**Problem**
Can you transcribe the part of the listing below that opens with the line containing "the blonde curly" and closes with the line containing "[[510, 74]]", leaving the pictures out?

**Data lines**
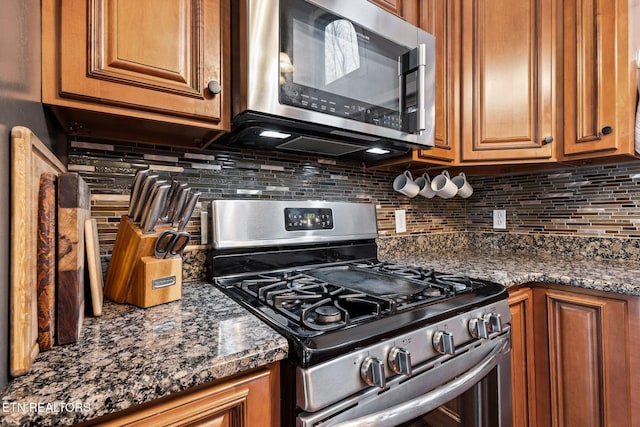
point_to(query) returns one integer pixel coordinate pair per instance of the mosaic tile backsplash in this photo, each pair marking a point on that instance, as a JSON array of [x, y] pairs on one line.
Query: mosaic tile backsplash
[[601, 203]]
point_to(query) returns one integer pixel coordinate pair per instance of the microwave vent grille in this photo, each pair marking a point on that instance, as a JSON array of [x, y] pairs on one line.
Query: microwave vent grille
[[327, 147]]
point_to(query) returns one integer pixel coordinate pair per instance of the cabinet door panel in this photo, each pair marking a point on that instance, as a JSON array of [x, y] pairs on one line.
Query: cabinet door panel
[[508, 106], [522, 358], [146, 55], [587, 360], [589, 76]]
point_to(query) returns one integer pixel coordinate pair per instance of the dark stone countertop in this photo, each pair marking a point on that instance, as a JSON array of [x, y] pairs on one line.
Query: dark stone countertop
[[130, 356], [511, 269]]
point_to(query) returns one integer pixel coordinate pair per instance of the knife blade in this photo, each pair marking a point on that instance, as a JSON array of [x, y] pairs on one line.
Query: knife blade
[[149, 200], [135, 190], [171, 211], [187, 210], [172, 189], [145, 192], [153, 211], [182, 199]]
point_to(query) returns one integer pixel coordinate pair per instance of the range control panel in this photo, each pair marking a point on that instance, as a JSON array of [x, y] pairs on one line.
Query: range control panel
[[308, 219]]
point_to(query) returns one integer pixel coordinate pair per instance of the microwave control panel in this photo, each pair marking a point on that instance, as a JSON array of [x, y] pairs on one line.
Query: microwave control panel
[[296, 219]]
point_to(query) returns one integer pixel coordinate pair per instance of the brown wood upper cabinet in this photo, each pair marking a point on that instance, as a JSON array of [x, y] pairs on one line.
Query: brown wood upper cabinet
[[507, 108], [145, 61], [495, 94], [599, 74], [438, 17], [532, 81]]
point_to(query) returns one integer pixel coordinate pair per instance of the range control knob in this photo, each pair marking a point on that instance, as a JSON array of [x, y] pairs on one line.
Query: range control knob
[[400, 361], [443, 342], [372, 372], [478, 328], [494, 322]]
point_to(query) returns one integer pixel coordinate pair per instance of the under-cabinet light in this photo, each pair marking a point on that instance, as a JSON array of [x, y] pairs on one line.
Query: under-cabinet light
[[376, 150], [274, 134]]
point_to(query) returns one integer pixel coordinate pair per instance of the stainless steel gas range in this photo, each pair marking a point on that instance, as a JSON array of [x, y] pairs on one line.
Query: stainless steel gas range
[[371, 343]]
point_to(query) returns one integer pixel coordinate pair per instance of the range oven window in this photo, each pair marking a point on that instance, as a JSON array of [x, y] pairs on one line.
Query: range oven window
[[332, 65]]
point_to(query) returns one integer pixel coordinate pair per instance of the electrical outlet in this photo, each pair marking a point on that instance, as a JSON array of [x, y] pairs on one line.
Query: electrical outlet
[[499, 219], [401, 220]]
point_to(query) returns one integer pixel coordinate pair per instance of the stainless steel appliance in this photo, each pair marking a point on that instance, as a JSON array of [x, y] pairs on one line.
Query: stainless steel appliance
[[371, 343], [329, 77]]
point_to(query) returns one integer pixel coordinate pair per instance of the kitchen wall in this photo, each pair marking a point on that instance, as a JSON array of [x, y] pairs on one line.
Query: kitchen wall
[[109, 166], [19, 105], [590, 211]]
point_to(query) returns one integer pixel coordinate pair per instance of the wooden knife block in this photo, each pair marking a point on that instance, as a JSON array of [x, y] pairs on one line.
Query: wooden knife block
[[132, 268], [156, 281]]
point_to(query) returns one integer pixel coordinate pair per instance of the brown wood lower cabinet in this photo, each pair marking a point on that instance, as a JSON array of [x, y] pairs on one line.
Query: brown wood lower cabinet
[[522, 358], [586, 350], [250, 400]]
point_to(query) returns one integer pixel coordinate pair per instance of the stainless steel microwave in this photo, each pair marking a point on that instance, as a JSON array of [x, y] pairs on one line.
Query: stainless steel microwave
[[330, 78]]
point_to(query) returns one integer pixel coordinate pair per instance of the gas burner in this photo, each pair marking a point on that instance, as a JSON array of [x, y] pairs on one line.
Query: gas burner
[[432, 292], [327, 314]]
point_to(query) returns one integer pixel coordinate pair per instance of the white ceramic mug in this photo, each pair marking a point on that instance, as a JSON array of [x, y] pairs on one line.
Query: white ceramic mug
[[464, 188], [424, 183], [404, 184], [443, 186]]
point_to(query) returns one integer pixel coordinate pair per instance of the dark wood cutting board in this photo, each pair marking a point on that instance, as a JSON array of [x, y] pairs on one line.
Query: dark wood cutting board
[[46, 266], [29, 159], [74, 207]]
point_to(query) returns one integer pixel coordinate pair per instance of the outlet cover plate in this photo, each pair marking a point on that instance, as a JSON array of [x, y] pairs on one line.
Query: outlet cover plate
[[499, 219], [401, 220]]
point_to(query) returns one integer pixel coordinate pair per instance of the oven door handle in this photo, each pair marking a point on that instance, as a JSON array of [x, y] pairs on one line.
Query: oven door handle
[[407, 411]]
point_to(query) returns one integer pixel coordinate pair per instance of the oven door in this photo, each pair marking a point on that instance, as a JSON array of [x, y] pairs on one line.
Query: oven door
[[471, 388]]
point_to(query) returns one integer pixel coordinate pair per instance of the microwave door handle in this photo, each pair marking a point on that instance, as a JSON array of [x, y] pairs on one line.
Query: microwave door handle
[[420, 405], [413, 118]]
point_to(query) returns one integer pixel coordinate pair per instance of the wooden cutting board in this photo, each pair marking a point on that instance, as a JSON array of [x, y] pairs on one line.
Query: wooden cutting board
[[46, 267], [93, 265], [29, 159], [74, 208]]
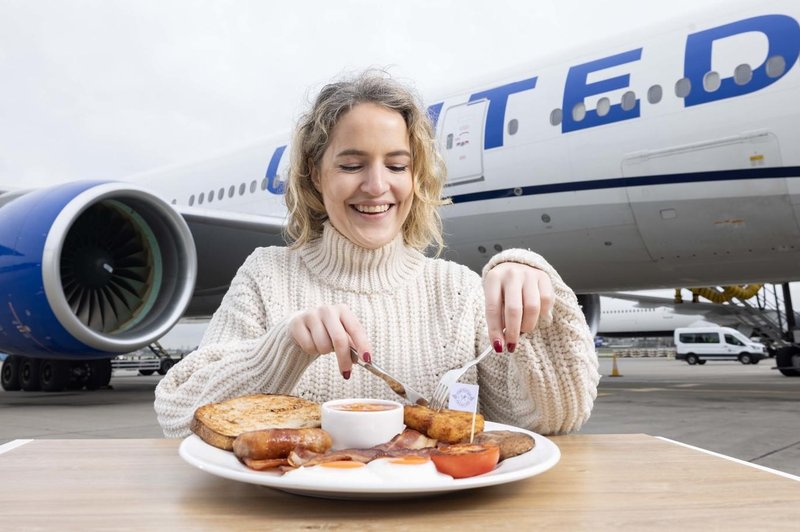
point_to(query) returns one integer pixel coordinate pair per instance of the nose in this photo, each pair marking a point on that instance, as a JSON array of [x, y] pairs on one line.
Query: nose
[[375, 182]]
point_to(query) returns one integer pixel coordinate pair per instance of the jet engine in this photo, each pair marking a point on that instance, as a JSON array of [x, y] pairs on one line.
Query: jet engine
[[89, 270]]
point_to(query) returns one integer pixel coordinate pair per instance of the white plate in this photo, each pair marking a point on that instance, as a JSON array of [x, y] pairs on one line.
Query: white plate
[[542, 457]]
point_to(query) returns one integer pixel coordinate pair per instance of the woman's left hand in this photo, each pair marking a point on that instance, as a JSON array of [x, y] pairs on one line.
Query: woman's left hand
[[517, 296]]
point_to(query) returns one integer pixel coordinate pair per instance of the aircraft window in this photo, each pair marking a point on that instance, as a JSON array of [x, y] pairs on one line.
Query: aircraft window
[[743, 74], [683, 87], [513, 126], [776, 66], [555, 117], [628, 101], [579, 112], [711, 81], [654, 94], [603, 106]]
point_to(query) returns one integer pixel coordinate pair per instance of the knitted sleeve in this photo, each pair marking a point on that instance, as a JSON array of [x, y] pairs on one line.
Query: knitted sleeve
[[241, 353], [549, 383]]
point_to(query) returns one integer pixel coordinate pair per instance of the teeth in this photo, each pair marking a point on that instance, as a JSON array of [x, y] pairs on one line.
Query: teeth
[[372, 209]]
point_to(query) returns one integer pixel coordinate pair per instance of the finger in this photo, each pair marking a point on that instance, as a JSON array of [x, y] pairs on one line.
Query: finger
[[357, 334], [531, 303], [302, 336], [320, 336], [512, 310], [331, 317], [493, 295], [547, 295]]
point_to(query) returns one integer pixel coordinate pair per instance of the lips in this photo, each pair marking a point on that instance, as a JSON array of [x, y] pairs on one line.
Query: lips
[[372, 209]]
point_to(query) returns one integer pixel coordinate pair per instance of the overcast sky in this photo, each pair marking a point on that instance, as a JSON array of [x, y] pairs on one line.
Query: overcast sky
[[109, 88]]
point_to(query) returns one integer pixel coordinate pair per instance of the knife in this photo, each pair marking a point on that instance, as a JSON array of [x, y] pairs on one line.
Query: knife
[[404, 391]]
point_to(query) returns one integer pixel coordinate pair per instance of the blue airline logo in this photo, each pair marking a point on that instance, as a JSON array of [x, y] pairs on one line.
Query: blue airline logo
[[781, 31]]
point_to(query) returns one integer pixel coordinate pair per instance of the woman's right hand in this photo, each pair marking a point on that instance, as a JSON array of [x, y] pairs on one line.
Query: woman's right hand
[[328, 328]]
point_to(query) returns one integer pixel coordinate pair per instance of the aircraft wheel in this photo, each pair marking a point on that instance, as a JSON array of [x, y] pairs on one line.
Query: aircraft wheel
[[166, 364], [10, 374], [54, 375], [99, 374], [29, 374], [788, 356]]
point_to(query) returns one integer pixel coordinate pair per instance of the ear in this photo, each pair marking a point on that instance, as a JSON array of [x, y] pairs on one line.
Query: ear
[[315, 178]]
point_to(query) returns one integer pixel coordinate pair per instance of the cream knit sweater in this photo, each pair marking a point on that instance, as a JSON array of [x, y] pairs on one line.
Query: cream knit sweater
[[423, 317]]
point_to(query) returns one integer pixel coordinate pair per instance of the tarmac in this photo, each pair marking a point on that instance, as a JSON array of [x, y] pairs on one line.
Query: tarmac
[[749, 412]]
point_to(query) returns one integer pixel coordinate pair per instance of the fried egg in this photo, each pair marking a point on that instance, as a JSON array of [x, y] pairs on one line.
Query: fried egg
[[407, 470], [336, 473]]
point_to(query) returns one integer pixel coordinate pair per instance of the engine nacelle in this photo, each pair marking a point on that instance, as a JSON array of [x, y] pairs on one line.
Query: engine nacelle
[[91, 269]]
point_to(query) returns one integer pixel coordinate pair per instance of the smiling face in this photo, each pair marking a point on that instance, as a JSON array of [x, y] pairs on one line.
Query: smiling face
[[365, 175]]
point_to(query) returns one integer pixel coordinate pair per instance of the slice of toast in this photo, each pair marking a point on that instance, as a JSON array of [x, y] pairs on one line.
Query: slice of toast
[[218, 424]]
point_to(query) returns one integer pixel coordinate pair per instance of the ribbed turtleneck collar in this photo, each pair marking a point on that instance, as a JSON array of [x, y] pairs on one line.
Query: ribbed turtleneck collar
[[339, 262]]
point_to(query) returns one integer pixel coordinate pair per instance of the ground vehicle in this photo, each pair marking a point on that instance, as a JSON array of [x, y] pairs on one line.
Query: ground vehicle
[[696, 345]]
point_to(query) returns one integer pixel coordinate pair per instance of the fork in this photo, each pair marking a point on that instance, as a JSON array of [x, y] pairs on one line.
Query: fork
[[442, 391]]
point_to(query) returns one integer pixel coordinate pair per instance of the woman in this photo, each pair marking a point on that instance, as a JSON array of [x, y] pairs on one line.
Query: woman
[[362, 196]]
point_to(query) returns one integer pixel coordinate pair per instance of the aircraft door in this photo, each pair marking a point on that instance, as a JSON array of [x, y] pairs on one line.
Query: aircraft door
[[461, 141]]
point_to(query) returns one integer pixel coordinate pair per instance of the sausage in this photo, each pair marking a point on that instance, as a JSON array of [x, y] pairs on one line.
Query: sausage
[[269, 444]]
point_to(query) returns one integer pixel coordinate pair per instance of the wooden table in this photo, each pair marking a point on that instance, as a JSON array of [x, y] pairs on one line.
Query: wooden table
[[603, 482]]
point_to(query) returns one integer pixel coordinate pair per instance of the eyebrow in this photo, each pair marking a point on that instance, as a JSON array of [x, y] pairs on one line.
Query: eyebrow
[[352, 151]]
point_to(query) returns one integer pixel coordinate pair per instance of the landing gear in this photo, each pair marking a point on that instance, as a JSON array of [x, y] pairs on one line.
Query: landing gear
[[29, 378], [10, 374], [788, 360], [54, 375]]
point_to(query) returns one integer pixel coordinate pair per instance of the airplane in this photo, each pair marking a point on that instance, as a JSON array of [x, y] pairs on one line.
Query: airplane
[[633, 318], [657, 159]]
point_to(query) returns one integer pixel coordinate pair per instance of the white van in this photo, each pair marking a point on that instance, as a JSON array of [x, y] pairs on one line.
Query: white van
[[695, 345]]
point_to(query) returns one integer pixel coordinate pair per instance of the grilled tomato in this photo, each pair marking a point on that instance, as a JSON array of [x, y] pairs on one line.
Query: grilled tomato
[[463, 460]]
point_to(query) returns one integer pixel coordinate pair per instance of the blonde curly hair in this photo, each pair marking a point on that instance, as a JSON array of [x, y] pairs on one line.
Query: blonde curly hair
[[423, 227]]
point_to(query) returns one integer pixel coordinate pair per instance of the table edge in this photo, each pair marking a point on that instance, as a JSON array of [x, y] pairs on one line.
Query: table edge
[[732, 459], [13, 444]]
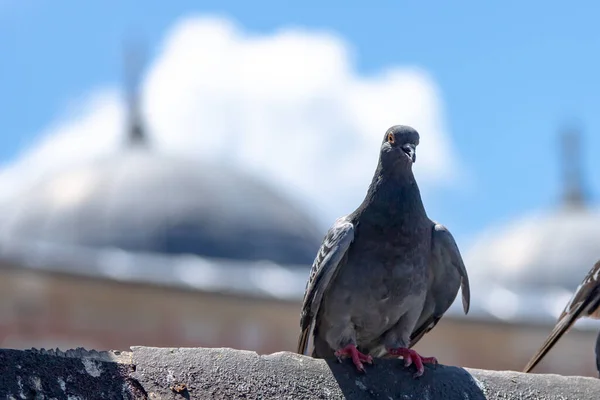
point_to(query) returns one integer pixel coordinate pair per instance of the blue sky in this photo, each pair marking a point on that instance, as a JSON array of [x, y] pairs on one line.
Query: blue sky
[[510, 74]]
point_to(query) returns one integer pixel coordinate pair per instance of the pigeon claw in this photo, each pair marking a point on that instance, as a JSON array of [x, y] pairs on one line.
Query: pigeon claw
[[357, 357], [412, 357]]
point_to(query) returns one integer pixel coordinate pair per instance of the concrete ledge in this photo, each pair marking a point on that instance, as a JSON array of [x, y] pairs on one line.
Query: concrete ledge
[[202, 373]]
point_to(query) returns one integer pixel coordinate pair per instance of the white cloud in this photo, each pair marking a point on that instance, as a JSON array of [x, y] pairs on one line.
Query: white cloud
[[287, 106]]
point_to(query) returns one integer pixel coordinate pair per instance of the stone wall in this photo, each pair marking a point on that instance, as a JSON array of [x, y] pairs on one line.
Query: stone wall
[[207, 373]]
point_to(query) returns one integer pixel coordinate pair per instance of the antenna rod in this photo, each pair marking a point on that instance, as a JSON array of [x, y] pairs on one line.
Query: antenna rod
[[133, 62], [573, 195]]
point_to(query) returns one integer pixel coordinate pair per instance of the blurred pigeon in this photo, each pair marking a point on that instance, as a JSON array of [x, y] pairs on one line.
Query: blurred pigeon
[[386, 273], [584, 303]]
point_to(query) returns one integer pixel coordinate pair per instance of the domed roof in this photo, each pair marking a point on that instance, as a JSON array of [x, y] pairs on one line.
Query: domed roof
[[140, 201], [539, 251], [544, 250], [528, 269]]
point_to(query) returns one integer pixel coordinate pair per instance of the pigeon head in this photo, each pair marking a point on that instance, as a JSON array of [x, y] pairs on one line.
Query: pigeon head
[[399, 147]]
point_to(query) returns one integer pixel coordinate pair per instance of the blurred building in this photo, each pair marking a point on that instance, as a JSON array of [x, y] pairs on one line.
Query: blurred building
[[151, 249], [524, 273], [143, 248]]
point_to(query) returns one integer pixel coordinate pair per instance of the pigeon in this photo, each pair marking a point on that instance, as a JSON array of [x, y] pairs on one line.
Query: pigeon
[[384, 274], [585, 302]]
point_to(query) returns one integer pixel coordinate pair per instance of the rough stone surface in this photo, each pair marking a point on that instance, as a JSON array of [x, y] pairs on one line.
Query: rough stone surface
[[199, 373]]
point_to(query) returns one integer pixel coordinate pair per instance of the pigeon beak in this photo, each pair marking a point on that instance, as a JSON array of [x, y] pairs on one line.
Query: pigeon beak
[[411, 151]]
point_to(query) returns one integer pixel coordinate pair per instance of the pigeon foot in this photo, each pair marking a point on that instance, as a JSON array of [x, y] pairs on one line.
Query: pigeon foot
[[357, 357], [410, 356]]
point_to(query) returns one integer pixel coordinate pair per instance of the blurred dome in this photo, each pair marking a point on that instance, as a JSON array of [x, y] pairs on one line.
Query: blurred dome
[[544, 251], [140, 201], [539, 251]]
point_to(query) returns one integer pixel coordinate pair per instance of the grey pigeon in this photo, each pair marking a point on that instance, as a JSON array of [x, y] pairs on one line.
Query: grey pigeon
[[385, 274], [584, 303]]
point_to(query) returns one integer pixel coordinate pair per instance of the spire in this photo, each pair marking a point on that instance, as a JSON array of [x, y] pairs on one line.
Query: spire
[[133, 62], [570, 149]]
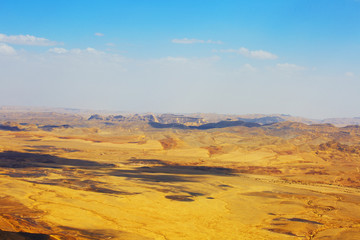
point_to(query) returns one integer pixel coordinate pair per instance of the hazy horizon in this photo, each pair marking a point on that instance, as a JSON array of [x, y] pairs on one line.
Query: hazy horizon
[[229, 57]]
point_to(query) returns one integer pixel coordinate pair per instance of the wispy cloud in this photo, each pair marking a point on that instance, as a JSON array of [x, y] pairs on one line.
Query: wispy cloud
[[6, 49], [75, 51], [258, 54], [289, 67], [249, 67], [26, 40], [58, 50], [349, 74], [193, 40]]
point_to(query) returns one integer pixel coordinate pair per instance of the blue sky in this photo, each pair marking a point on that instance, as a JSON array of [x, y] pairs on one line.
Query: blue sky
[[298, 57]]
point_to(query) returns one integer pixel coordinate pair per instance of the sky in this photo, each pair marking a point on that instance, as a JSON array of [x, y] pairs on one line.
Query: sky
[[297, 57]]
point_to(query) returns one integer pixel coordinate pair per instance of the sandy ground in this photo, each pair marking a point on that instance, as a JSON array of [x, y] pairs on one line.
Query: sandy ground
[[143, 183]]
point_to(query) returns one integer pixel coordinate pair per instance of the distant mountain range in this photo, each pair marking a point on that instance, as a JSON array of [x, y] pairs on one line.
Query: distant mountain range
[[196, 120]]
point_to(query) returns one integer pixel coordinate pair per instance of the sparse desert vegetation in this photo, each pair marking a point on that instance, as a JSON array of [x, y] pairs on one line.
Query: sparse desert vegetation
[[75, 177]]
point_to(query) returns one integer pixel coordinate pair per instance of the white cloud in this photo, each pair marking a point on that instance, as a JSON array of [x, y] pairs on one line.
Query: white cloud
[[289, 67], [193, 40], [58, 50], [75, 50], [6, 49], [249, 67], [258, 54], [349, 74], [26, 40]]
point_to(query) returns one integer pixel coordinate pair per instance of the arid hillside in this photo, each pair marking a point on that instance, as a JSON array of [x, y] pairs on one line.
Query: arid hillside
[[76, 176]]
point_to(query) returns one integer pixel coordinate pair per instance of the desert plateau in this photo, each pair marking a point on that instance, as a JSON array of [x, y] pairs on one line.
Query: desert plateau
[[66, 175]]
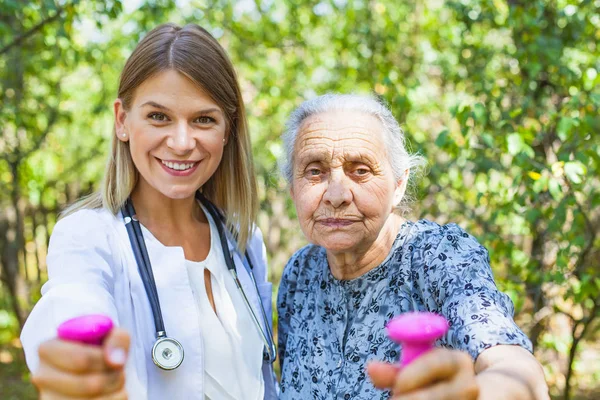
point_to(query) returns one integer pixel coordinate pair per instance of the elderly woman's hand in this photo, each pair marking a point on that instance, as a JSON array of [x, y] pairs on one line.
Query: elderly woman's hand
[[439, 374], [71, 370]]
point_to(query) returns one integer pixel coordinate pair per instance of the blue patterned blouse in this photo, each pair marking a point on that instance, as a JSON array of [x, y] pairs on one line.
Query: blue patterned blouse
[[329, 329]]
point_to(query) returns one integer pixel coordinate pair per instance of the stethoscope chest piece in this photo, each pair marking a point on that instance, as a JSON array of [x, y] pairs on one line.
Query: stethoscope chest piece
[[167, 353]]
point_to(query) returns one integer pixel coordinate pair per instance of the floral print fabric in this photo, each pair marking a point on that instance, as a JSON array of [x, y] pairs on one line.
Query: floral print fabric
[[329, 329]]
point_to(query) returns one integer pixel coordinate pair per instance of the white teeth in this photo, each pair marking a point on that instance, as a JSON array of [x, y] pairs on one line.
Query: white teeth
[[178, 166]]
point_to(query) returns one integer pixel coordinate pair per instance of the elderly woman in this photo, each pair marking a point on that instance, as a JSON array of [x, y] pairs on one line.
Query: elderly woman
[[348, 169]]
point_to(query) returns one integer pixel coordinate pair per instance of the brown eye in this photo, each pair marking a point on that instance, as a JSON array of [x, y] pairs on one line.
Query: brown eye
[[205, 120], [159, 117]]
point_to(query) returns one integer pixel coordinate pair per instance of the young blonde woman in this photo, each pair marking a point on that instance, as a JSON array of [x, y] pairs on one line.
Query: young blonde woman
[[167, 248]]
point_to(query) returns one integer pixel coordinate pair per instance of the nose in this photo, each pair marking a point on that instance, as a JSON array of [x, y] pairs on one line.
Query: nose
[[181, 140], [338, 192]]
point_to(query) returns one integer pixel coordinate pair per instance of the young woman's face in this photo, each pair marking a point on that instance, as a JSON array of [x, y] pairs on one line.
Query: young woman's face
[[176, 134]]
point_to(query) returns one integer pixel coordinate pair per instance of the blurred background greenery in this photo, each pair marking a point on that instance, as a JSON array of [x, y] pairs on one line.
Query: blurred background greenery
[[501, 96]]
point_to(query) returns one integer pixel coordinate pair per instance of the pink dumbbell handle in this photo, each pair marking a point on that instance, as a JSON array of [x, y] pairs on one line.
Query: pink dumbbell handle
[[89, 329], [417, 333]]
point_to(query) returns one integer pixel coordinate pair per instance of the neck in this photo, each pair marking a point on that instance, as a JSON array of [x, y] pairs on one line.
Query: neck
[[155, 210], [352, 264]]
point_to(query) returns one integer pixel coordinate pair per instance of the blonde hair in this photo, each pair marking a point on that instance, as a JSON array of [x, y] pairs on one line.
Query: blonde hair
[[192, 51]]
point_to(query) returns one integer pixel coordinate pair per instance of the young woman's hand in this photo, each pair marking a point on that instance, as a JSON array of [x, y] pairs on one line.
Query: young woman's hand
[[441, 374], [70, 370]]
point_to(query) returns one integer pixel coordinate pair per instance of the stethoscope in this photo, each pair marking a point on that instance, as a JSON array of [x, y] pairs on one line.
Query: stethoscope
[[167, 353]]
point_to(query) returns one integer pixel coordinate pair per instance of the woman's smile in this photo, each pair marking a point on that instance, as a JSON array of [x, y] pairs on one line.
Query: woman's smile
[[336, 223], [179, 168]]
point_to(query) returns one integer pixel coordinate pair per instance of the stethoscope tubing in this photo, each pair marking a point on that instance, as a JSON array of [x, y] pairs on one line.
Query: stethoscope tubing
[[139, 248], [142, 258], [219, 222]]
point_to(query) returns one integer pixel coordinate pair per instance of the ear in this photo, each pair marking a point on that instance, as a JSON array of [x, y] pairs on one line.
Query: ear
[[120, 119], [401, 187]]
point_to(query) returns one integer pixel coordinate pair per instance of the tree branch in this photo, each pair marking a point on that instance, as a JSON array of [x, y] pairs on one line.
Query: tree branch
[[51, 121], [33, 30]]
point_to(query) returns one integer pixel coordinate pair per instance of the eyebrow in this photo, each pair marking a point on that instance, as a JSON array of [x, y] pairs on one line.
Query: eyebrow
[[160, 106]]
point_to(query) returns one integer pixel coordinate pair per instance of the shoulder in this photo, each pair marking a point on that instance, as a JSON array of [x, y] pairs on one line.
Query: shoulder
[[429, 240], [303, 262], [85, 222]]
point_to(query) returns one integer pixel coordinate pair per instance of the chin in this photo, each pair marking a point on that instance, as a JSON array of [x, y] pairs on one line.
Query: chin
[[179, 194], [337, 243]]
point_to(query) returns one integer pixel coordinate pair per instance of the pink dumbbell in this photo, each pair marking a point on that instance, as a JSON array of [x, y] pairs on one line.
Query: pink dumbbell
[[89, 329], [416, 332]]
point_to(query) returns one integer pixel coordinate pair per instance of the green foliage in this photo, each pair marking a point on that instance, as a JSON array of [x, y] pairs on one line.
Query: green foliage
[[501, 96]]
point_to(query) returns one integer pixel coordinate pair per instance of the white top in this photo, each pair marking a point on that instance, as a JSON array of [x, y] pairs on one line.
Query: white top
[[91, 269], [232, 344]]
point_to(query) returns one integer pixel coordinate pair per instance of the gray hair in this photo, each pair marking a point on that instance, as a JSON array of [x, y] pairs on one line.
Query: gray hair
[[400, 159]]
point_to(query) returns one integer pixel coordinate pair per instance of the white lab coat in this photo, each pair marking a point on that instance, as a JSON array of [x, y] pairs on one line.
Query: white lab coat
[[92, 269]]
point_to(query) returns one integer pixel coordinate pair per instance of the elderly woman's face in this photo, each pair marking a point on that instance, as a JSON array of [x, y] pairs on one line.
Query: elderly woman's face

**Answer to the exercise**
point_to(query) returns one integer pixel coordinate pair per instance of the blonde curly hair in this photo, each pair marking a point on that instance, as a JSON array of [x, y] pairs on one line.
Query: blonde curly hair
[[423, 227]]
point_to(query) returns one integer pixel coordinate pair per instance of the table edge in this photo, each pair marking a point on that instance, as a JSON array of [x, y] pairs on one line.
Query: table edge
[[732, 459], [13, 444]]
point_to(query) returns one integer pixel coordinate pair per instance of the blue sky in this photo, each pair marking a point on that instance, as a JSON array of [x, y] pairs on one line.
Query: blue sky
[[510, 74]]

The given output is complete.